*Your objective*.
Return the material below unchanged, reproducing every line in the same order.

*Material provided*.
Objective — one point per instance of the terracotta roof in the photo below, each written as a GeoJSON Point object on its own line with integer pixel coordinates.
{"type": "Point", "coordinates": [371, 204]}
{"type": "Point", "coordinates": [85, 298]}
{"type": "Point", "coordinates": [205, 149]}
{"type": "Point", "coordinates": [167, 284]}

*Problem solution*.
Objective — one point per instance of the terracotta roof in the photo below, each written as a GeoJSON Point object on its own line with integer pixel coordinates.
{"type": "Point", "coordinates": [371, 204]}
{"type": "Point", "coordinates": [85, 298]}
{"type": "Point", "coordinates": [205, 149]}
{"type": "Point", "coordinates": [167, 284]}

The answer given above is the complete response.